* EXERCISE AIM
Reproduce all of the records below without changing a character, and leave the pictures out.

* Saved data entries
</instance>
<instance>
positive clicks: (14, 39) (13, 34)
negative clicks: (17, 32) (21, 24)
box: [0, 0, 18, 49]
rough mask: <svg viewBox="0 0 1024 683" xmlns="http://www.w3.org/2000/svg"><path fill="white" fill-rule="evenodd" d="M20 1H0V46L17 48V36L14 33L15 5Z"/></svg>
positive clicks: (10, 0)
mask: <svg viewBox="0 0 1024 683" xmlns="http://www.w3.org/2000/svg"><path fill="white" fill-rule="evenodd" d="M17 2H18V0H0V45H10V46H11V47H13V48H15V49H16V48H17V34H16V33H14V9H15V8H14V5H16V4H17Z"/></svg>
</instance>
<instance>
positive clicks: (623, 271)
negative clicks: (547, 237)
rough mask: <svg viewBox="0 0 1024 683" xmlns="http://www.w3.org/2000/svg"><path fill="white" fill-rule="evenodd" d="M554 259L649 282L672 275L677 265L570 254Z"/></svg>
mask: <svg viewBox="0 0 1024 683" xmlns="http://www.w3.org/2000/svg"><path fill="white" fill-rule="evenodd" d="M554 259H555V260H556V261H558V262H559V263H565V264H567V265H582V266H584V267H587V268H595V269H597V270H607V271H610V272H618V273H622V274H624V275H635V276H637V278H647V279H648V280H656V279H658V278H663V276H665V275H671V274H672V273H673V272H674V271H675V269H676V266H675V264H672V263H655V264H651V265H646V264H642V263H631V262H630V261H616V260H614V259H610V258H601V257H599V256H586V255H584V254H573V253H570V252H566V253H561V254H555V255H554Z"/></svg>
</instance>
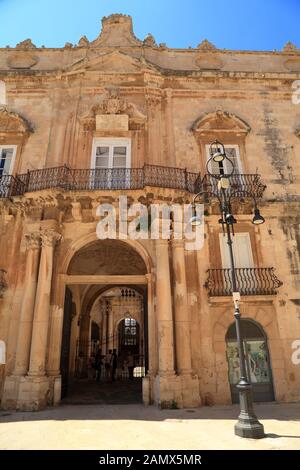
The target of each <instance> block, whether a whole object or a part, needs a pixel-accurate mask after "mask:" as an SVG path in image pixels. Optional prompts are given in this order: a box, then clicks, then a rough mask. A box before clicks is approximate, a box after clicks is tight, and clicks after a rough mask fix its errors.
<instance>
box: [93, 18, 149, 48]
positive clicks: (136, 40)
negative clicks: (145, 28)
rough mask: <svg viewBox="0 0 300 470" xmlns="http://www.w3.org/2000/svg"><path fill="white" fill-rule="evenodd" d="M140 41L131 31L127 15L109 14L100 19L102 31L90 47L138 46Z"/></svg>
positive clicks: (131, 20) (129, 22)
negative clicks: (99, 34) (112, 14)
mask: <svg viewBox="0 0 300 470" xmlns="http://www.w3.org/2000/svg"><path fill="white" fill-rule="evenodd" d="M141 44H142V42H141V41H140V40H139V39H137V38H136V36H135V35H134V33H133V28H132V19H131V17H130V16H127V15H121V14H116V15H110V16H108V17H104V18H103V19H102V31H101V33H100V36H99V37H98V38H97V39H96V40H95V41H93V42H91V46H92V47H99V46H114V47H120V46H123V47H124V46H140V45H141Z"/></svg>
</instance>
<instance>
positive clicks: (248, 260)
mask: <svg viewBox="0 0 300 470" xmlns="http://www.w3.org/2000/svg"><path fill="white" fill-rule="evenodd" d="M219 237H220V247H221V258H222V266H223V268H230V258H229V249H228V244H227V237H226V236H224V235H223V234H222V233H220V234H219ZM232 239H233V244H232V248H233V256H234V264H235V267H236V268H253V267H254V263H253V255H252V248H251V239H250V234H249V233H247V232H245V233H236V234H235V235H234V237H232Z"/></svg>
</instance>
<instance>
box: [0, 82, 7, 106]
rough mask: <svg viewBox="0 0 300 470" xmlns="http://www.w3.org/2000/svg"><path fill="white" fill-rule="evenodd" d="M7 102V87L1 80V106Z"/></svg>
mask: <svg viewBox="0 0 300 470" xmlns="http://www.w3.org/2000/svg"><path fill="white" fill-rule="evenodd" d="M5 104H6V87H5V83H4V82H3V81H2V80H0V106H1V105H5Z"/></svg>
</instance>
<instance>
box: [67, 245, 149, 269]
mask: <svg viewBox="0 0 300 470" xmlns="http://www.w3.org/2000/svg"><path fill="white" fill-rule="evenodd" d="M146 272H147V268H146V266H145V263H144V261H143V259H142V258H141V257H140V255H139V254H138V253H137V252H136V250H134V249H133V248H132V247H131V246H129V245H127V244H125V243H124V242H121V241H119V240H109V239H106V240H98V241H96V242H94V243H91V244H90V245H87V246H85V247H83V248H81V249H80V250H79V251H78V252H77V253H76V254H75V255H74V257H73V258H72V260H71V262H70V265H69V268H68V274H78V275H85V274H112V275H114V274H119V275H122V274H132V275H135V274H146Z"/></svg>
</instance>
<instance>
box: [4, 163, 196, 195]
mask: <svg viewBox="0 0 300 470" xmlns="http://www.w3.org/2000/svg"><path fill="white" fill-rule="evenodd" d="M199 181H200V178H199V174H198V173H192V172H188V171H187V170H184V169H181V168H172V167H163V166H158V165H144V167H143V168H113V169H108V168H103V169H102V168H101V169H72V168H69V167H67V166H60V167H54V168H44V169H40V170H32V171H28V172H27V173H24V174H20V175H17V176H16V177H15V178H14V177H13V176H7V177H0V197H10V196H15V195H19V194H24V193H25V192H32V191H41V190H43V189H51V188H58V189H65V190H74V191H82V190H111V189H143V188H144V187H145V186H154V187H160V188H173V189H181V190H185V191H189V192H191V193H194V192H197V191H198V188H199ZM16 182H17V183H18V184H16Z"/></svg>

* WRITTEN RESPONSE
</instance>
<instance>
positive clicks: (14, 39) (13, 34)
negative clicks: (17, 32) (21, 24)
box: [0, 0, 18, 49]
rough mask: <svg viewBox="0 0 1024 683" xmlns="http://www.w3.org/2000/svg"><path fill="white" fill-rule="evenodd" d="M20 1H0V46L17 48V36L14 33L15 5Z"/></svg>
positive clicks: (10, 0)
mask: <svg viewBox="0 0 1024 683" xmlns="http://www.w3.org/2000/svg"><path fill="white" fill-rule="evenodd" d="M17 2H18V0H0V45H10V46H11V47H13V48H15V49H16V48H17V34H16V33H14V9H15V8H14V5H16V4H17Z"/></svg>
</instance>
<instance>
positive clicks: (623, 271)
negative clicks: (547, 237)
rough mask: <svg viewBox="0 0 1024 683" xmlns="http://www.w3.org/2000/svg"><path fill="white" fill-rule="evenodd" d="M554 259L649 282L672 275L677 265L570 254Z"/></svg>
mask: <svg viewBox="0 0 1024 683" xmlns="http://www.w3.org/2000/svg"><path fill="white" fill-rule="evenodd" d="M554 259H555V260H556V261H558V262H559V263H565V264H567V265H582V266H584V267H587V268H595V269H597V270H607V271H610V272H618V273H622V274H624V275H635V276H637V278H647V279H648V280H656V279H658V278H663V276H665V275H671V274H672V273H673V272H674V271H675V269H676V266H675V264H672V263H655V264H651V265H646V264H642V263H631V262H630V261H616V260H614V259H610V258H601V257H599V256H586V255H584V254H573V253H570V252H566V253H561V254H555V255H554Z"/></svg>
</instance>
The target of each <instance> block, whether a whole object or a part, needs a pixel-accurate mask after "mask:" as an SVG path in image pixels. Optional prompts are given in this order: a box, then clicks, then a rough mask. A box before clicks is approximate, a box after clicks is tight, and clicks after a rough mask fix its errors.
<instance>
box: [93, 18, 149, 48]
positive clicks: (136, 40)
negative clicks: (145, 28)
rough mask: <svg viewBox="0 0 300 470" xmlns="http://www.w3.org/2000/svg"><path fill="white" fill-rule="evenodd" d="M140 41L131 31L127 15L109 14L100 19L102 31L90 47L138 46Z"/></svg>
positive clicks: (131, 20) (129, 22)
negative clicks: (99, 34) (112, 14)
mask: <svg viewBox="0 0 300 470" xmlns="http://www.w3.org/2000/svg"><path fill="white" fill-rule="evenodd" d="M141 44H142V42H141V41H140V40H139V39H137V38H136V36H135V35H134V33H133V28H132V19H131V17H130V16H127V15H121V14H116V15H110V16H108V17H104V18H103V19H102V31H101V33H100V36H99V37H98V38H97V39H96V40H95V41H93V42H91V46H92V47H99V46H114V47H120V46H123V47H124V46H140V45H141Z"/></svg>
</instance>
<instance>
positive clicks: (248, 260)
mask: <svg viewBox="0 0 300 470" xmlns="http://www.w3.org/2000/svg"><path fill="white" fill-rule="evenodd" d="M219 237H220V247H221V258H222V266H223V268H230V258H229V249H228V244H227V237H226V236H224V235H223V234H222V233H220V234H219ZM232 239H233V244H232V248H233V256H234V264H235V267H236V268H253V267H254V263H253V255H252V248H251V239H250V234H249V233H247V232H245V233H236V234H235V235H234V237H232Z"/></svg>
</instance>
<instance>
box: [0, 82, 7, 106]
rough mask: <svg viewBox="0 0 300 470" xmlns="http://www.w3.org/2000/svg"><path fill="white" fill-rule="evenodd" d="M7 102V87L1 80V106Z"/></svg>
mask: <svg viewBox="0 0 300 470" xmlns="http://www.w3.org/2000/svg"><path fill="white" fill-rule="evenodd" d="M5 104H6V87H5V83H4V82H3V81H2V80H0V106H1V105H5Z"/></svg>
</instance>
<instance>
box: [67, 245, 149, 269]
mask: <svg viewBox="0 0 300 470" xmlns="http://www.w3.org/2000/svg"><path fill="white" fill-rule="evenodd" d="M146 272H147V268H146V266H145V263H144V261H143V259H142V258H141V257H140V255H139V254H138V253H137V252H136V250H134V249H133V248H132V247H131V246H129V245H127V244H125V243H124V242H121V241H119V240H109V239H106V240H98V241H96V242H94V243H91V244H90V245H87V246H85V247H83V248H81V249H80V250H79V251H78V252H77V253H76V254H75V255H74V257H73V258H72V260H71V262H70V265H69V268H68V274H78V275H85V274H112V275H114V274H119V275H122V274H132V275H135V274H146Z"/></svg>
</instance>
<instance>
box: [4, 163, 196, 195]
mask: <svg viewBox="0 0 300 470" xmlns="http://www.w3.org/2000/svg"><path fill="white" fill-rule="evenodd" d="M199 181H200V178H199V174H198V173H192V172H188V171H187V170H184V169H181V168H172V167H163V166H158V165H144V167H143V168H113V169H108V168H103V169H102V168H101V169H72V168H69V167H67V166H60V167H54V168H44V169H40V170H32V171H28V172H27V173H24V174H20V175H17V176H16V177H15V178H14V177H13V176H7V177H0V197H10V196H15V195H19V194H24V193H25V192H32V191H41V190H43V189H51V188H58V189H65V190H74V191H82V190H111V189H143V188H144V187H145V186H154V187H160V188H173V189H181V190H185V191H189V192H191V193H194V192H197V191H198V188H199ZM16 182H17V183H18V184H16Z"/></svg>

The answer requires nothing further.